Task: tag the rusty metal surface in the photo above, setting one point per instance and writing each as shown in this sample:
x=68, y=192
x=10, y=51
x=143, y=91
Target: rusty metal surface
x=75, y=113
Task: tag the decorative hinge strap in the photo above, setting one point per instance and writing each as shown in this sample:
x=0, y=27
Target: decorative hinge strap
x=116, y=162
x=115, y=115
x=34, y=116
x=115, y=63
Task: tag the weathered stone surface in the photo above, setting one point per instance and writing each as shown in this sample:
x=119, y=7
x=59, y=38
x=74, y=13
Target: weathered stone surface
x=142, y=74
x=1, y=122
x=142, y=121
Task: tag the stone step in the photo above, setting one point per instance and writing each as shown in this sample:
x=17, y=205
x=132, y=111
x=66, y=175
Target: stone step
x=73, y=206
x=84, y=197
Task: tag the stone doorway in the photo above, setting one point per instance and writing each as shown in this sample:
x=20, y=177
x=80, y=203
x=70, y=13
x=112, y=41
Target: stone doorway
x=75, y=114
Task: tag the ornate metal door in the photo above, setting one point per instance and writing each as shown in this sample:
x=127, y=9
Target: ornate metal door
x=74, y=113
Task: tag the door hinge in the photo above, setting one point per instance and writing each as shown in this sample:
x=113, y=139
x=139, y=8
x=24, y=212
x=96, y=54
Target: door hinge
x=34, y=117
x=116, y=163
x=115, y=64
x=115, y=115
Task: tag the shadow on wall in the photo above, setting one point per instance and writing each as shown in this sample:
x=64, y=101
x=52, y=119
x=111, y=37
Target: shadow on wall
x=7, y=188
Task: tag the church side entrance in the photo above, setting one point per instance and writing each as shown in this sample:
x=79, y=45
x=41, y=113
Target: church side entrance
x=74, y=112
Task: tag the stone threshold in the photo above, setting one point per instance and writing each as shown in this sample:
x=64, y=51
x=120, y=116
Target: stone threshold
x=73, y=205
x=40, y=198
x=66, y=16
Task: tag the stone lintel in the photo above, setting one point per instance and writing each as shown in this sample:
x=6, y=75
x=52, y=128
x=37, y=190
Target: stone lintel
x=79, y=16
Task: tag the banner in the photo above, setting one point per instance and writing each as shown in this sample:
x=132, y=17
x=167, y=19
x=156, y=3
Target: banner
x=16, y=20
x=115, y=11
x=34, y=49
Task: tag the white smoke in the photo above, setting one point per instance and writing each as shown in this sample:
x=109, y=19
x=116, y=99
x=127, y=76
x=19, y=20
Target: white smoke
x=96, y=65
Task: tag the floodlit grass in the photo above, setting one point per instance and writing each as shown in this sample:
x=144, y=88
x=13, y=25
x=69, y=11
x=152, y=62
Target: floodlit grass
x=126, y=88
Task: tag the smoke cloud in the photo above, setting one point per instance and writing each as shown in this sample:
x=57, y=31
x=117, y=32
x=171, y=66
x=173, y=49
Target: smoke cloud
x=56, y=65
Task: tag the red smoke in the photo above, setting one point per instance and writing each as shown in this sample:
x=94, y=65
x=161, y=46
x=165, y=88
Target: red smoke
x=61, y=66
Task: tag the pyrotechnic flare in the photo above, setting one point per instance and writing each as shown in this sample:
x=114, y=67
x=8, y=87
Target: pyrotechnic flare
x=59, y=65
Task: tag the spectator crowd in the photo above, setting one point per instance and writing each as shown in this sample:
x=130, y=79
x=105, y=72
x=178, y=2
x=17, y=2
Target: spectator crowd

□ □ □

▶ The request:
In the data, from the line with "Task: tag the banner" up to and including the last line, switch every "smoke" to "haze" and give those lines again with nothing else changed.

▶ Worked solution:
Task: tag the banner in the photo above, setting one point per instance and writing each as shown in this sample:
x=132, y=17
x=167, y=19
x=156, y=3
Target: banner
x=16, y=20
x=115, y=11
x=34, y=49
Task: tag the white haze in the photo above, setting one point per instance and writing each as shown in this sample:
x=109, y=19
x=116, y=99
x=127, y=76
x=19, y=20
Target: white haze
x=96, y=65
Task: tag the floodlit grass in the photo above, setting one point per instance and writing each as shown in this sample:
x=144, y=88
x=13, y=25
x=69, y=11
x=152, y=62
Target: floodlit grass
x=126, y=88
Task: tag the haze cloud in the photo above, setting one point per instance and writing each as shown in this sample:
x=57, y=31
x=117, y=32
x=171, y=66
x=173, y=49
Target: haze cloud
x=56, y=65
Task: tag the red haze in the photo above, setting one point per instance and writing each as shown in this sample:
x=94, y=65
x=161, y=46
x=165, y=88
Target: red haze
x=61, y=66
Task: tag the pyrotechnic flare in the photo above, setting one point per instance and writing each as shown in this sample:
x=114, y=67
x=8, y=87
Target: pyrotechnic flare
x=59, y=65
Task: tag the spectator crowd in the photo above, setting one point per instance and writing each as shown in this sample:
x=130, y=79
x=105, y=72
x=178, y=2
x=17, y=2
Target: spectator crowd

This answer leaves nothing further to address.